**** Source ****

Franchement, le management par la bonté est-il envisageable ?
Pouvons-nous « manager » de cette manière notre vie personnelle et professionnelle ?
Cependant la véritable question (celle que vous vous posez sans oser la formuler !) est celle-ci :
- « A notre époque, peut-on véritablement s’exprimer par de la gentillesse sans passer pour... un benêt ?! »
J’ai en effet remarqué que les personnes « vraiment gentilles » semblent assez bêtes* pour croire que les autres ne feront jamais preuve de méchanceté avec elles ; mais assez intelligentes pour ne pas avoir besoin d’utiliser la méchanceté comme moyen de reconnaissance.
* [ Pour ma part je suis, je le crains, « assez gentille » ! ;-) ]
Visiblement ces personnes ont confiance en elles et affichent une insolente sérénité. De toute évidence ces personnes ne semblent pas être atteintes par le stress ambiant. Sans conteste, ces personnes intriguent et sont souvent secrètement enviées.
Et si elles avaient raison ?! Tout simplement raison. Si le management par la bonté était enfin la solution ?!
Après tout, ce terme de « bonté » n’est pas l’apanage, la propriété privée ou le bien exclusif des communautés religieuses de tous bords …
La bonté est aussi laïque et publique. Notre devise « Liberté, égalité, fraternité »** n'est que la déclinaison française de la bonté.

****

## Objectif énoncé 1
Citez le passage du texte sur le management par la bonté qui commence à « Et si elles » et se termine à « de la bonté. ».
## Objectif énoncé 2
Répondez brièvement à ces questions sur le texte consacré au management par la bonté :
(a) Qu'est-ce que les personnes « vraiment gentilles » n'ont pas besoin d'utiliser comme moyen de reconnaissance ?
(b) Par quoi ces personnes ne semblent-elles pas être atteintes ?
(c) Quelle devise est présentée comme la déclinaison française de la bonté ?
## Objectif énoncé 3
Poursuivez le texte sur le management par la bonté après sa dernière phrase.

**** Jeu de données ****

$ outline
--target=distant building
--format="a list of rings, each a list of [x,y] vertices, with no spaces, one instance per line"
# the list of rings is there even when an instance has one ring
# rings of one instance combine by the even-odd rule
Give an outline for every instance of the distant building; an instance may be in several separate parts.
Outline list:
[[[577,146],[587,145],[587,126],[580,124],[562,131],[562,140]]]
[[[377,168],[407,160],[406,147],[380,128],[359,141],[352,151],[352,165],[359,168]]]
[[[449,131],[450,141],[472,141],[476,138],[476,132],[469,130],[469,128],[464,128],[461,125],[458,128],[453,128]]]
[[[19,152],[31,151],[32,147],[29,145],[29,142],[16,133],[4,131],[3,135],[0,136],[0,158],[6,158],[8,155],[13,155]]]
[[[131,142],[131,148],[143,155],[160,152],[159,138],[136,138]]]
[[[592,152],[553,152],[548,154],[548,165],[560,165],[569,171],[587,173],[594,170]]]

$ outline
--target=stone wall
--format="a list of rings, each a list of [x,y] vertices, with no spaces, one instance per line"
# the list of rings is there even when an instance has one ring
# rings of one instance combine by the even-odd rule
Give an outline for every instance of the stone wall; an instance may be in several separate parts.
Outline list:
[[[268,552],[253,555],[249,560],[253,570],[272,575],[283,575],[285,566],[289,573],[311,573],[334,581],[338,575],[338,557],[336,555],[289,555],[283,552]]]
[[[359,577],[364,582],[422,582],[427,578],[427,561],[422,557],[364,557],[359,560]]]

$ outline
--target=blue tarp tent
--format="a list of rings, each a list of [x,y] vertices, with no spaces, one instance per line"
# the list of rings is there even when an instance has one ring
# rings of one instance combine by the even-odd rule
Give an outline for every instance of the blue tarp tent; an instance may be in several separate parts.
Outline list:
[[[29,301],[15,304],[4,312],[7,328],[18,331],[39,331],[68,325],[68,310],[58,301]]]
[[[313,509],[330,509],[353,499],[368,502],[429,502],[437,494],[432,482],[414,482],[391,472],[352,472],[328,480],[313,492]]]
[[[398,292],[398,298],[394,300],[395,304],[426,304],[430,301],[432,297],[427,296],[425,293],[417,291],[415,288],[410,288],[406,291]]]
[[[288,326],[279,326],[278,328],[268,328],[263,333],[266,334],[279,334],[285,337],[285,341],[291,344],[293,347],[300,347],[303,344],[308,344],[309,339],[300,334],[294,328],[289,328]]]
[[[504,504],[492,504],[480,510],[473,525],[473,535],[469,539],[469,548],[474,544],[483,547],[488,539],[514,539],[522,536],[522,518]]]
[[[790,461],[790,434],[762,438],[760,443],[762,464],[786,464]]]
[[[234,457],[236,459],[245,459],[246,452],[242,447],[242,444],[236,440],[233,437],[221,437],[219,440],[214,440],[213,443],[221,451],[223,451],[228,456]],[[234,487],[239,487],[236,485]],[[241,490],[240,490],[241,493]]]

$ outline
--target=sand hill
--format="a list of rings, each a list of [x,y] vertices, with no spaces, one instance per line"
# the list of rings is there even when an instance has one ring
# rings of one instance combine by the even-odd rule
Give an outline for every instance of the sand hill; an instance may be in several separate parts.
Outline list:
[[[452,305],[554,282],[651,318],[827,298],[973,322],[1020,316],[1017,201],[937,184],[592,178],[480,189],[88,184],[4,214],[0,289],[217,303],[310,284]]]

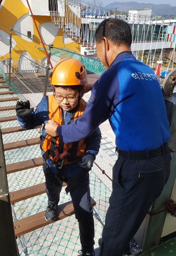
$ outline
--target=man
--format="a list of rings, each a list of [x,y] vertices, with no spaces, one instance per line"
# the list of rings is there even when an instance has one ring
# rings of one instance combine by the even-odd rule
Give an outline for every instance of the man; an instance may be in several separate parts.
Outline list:
[[[106,71],[94,84],[84,112],[64,127],[49,120],[45,129],[67,143],[88,136],[109,119],[119,157],[99,256],[122,256],[168,179],[169,123],[156,76],[131,53],[127,23],[105,20],[95,37]]]

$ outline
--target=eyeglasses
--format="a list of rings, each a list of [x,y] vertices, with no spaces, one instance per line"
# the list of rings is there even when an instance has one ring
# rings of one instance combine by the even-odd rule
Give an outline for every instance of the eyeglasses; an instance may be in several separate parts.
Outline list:
[[[66,99],[67,101],[69,102],[74,102],[76,99],[79,96],[79,94],[75,96],[75,97],[63,97],[63,96],[61,96],[61,95],[57,95],[55,93],[53,93],[54,97],[55,98],[56,100],[58,101],[62,101],[64,99]]]

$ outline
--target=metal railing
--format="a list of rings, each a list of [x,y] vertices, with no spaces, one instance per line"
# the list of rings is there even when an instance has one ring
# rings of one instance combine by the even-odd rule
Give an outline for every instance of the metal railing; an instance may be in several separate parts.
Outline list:
[[[0,67],[5,73],[9,72],[9,60],[1,60]],[[41,73],[44,76],[46,74],[46,64],[38,59],[31,60],[11,60],[11,71],[14,73]]]
[[[7,61],[7,64],[8,65],[9,60]],[[45,63],[40,60],[37,59],[31,59],[31,61],[28,59],[11,60],[11,63],[12,71],[14,73],[42,73],[45,75]],[[39,64],[44,67],[39,66]]]

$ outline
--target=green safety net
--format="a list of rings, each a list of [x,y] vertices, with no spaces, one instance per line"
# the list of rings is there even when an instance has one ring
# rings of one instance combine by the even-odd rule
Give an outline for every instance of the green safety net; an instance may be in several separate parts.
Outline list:
[[[44,48],[42,47],[37,48],[44,50]],[[48,52],[49,48],[46,48],[46,50]],[[86,69],[98,75],[101,75],[105,71],[105,67],[100,61],[78,54],[77,53],[72,51],[65,46],[58,49],[51,49],[51,52],[52,54],[57,56],[61,59],[73,58],[79,60],[84,65]]]
[[[5,77],[7,78],[5,73],[3,72],[2,69],[0,69],[0,73],[4,76],[4,78]],[[20,94],[15,88],[13,88],[13,90],[16,92],[11,96],[11,97],[18,96],[20,100],[26,100],[23,95]],[[7,89],[1,89],[1,92],[7,90]],[[9,95],[0,96],[0,98],[9,97]],[[12,106],[15,104],[15,102],[14,101],[2,102],[0,103],[0,107]],[[0,117],[15,115],[15,110],[0,112]],[[1,129],[18,126],[17,120],[3,122],[0,124]],[[39,136],[40,130],[35,129],[4,134],[3,139],[4,143],[8,143],[37,138]],[[104,147],[106,147],[106,143],[105,143]],[[106,156],[106,152],[105,153]],[[40,148],[38,145],[7,151],[4,152],[4,154],[6,164],[25,161],[41,156]],[[101,167],[103,168],[103,166]],[[111,191],[105,183],[99,178],[98,174],[100,173],[101,174],[100,170],[96,166],[95,166],[90,172],[90,187],[91,195],[96,203],[95,209],[99,214],[102,221],[104,222]],[[7,179],[10,192],[44,182],[42,166],[8,174]],[[63,203],[70,200],[70,195],[69,194],[66,195],[65,188],[63,188],[60,195],[60,203]],[[17,219],[21,219],[45,210],[47,205],[47,196],[46,194],[43,194],[15,203],[14,205],[14,209]],[[95,219],[95,247],[96,248],[98,246],[98,241],[101,236],[103,228],[101,223]],[[25,235],[24,237],[27,246],[28,253],[29,256],[38,255],[76,256],[78,254],[78,251],[81,248],[78,225],[74,215],[31,232]],[[22,238],[21,241],[22,241]],[[25,255],[18,238],[17,239],[17,241],[20,255]],[[5,252],[4,253],[5,254]]]

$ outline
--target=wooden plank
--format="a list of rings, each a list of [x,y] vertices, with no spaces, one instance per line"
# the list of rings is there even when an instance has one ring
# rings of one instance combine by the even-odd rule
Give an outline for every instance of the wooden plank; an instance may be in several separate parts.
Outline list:
[[[0,86],[0,89],[9,89],[9,85],[1,85]]]
[[[96,205],[96,202],[92,198],[91,203],[92,206]],[[45,213],[45,211],[44,211],[15,222],[14,227],[15,236],[18,237],[73,215],[74,214],[74,211],[72,202],[70,201],[58,206],[57,208],[58,217],[54,222],[46,221],[44,218]]]
[[[63,183],[63,187],[66,186],[66,183]],[[17,202],[44,194],[46,192],[45,188],[45,183],[44,182],[23,189],[11,192],[9,194],[11,203],[12,204]]]
[[[13,91],[7,91],[7,92],[0,92],[0,95],[7,95],[7,94],[14,94]]]
[[[4,116],[4,117],[0,118],[0,122],[9,122],[10,121],[15,121],[17,120],[16,115],[11,115],[11,116]]]
[[[36,145],[39,143],[40,139],[40,138],[34,138],[33,139],[29,139],[29,140],[15,141],[15,142],[5,143],[4,144],[4,151],[7,151],[7,150],[11,150],[11,149],[15,149],[19,148],[24,148],[28,146]]]
[[[14,100],[19,100],[18,97],[11,97],[11,98],[2,98],[0,99],[0,102],[5,102],[6,101],[13,101]]]
[[[14,106],[8,106],[7,107],[0,107],[0,111],[6,111],[7,110],[14,110],[16,109],[16,105]]]
[[[42,164],[43,158],[42,157],[26,160],[23,162],[10,164],[6,165],[7,173],[9,174],[9,173],[16,172],[23,170],[27,170],[27,169],[30,168],[41,166]]]
[[[40,126],[37,126],[34,129],[40,129]],[[26,129],[22,127],[21,126],[17,126],[15,127],[11,127],[8,128],[4,128],[1,129],[1,132],[2,134],[12,134],[18,132],[21,132],[26,130]]]
[[[42,73],[34,73],[34,76],[37,77],[45,77],[45,76]]]

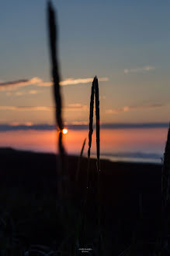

****

## Réponse attendue 1
Et si elles avaient raison ?! Tout simplement raison. Si le management par la bonté était enfin la solution ?!
Après tout, ce terme de « bonté » n’est pas l’apanage, la propriété privée ou le bien exclusif des communautés religieuses de tous bords …
La bonté est aussi laïque et publique. Notre devise « Liberté, égalité, fraternité »** n'est que la déclinaison française de la bonté.

## Réponse attendue 2
(a) La méchanceté.
(b) Par le stress ambiant.
(c) « Liberté, égalité, fraternité ».

## Réponse attendue 3
** (Lien rajouté ultérieurement : le 13 novembre 2012...)
La gentillesse serait-elle payante ? Gagnante à tous les coups ?! Oui, j’en suis persuadée. Et je ne suis pas la seule à le croire.
Voici ce qu'a dit Evelyne Sevin, consultante dans un cabinet de chasseurs de têtes (cadres dirigeants) sur les colonnes du Figaro en septembre dernier.
« "Connaissez-vous le prince Michkine ? Eh bien, c'est un idiot parce qu'il est bon !" Tel est en substance ce que nous dit Dostoïevski à propos de la fausseté de nos jugements. Michkine est différent. Quoique malade, il place toute son énergie dans le souci d'autrui, dans la bonté. Puisque la société ne comprend pas cette démarche, on le relègue au rang d'imbécile. Une croyance ancienne hante les organisations : l'homme étant un loup pour l'homme, il lui est plus aisé de marquer son territoire, forme primitive de dominance, par une défense agressive. On entend souvent que l'entreprise, c'est la jungle. Cette doctrine de l'affirmation du fort face au faible, je la récuse et la considère comme contre-productive.
Il est commode pour un patron, et parfois confortable pour ses collaborateurs, d'affirmer son leadership par une attitude directive. Mais gare à la caricature mettant le groupe en situation d'inhibition, souvent par peur de perdre l'avantage. Dans cet esprit, certains psys en viennent à considérer qu'un manager doit accepter d'être perçu par son équipe comme un mauvais objet. En d'autres termes, tout salarié ressentira tôt ou tard une émotion désagréable face à l'autorité qu'il reçoit ou qu'il confère.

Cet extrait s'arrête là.